## Point annotation dataset records
+--

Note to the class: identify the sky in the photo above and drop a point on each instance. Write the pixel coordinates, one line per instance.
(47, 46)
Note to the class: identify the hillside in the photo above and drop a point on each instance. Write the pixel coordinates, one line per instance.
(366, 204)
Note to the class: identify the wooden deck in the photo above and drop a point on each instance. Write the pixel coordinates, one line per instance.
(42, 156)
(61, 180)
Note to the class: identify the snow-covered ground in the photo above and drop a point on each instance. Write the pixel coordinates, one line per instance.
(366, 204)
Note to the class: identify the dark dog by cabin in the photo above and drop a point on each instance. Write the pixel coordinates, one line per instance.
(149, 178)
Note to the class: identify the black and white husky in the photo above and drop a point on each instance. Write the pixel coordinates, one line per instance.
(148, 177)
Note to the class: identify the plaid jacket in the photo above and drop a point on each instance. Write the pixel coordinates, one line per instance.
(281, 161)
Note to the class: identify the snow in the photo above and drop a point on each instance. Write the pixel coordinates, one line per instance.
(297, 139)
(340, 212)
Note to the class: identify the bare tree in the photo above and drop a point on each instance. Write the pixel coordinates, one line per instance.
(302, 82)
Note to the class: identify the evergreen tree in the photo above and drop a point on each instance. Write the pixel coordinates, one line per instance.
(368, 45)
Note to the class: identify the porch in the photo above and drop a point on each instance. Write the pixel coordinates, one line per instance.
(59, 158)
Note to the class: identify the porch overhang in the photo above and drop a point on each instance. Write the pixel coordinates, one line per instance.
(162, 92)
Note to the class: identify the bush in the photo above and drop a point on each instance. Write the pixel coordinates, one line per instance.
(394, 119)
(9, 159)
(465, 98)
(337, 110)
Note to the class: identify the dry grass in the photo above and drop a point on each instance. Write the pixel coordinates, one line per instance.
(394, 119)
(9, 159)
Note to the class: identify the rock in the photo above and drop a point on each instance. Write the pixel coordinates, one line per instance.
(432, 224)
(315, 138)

+--

## Directions for this task
Can you swap every "drop a point" in the material for "place a marker" and give all the lines again, with nothing else altered?

## Reply to the exercise
Note to the class: identify the sky in the photo above and place a marker on each instance. Write the pixel coordinates, one line per instance.
(47, 46)
Note to the class: identify the hillside in the photo above and place a marker on each instance. Write the pixel coordinates, one line per instance.
(366, 204)
Note to the class: identify the wooden deck in the photo above and place a marker on each instance. Write the pixel coordinates, one line per instance.
(42, 156)
(61, 180)
Note to the class: identify the snow-covered ground in the photo above and place a marker on each instance. Write the pixel coordinates, one line per instance.
(366, 204)
Note to the class: identify the dark dog by cabin in the photo above and place a marker on each instance. Write the pixel coordinates, one line per instance.
(149, 178)
Note to the class: identify the black and white husky in the photo above and place a marker on each instance. Write the pixel coordinates, one line per instance.
(148, 177)
Note to the class: identify the plaid jacket in the photo above and place a marker on each instance. Write the pixel coordinates, one line per instance.
(281, 161)
Note to the class: identify the snow in the photo above and place a marker on each instance. Write the pixel coordinates, one line per instance.
(297, 139)
(340, 212)
Note to the class: identify the bare tree in the photo above and place a marker on each instance. Write the pixel coordinates, one line per instance.
(302, 82)
Note to the class: identify the evergreen tree in the photo above and place a marker on each instance. Write the pixel coordinates, one line per instance.
(368, 45)
Note to the class: identify the porch in the photo above and place a marker on each instance. Write the pixel coordinates, one line per instance.
(59, 158)
Note to the class: identify the porch overhang in the photo above and place a marker on each instance. Write the pixel coordinates, one line per instance.
(162, 92)
Note to the class: identify the bush in the photo above and place a marker on each instance. Write the pixel coordinates, one line per instance.
(394, 119)
(9, 159)
(465, 98)
(337, 110)
Note to the class: identify the dry grass in the photo above and place a marker on each instance. Write the pixel coordinates, one line per instance.
(394, 119)
(9, 159)
Note to the class: identify the rock in the photo above and place a marker on each instance. Write the pixel coordinates, one line per instance.
(432, 224)
(315, 138)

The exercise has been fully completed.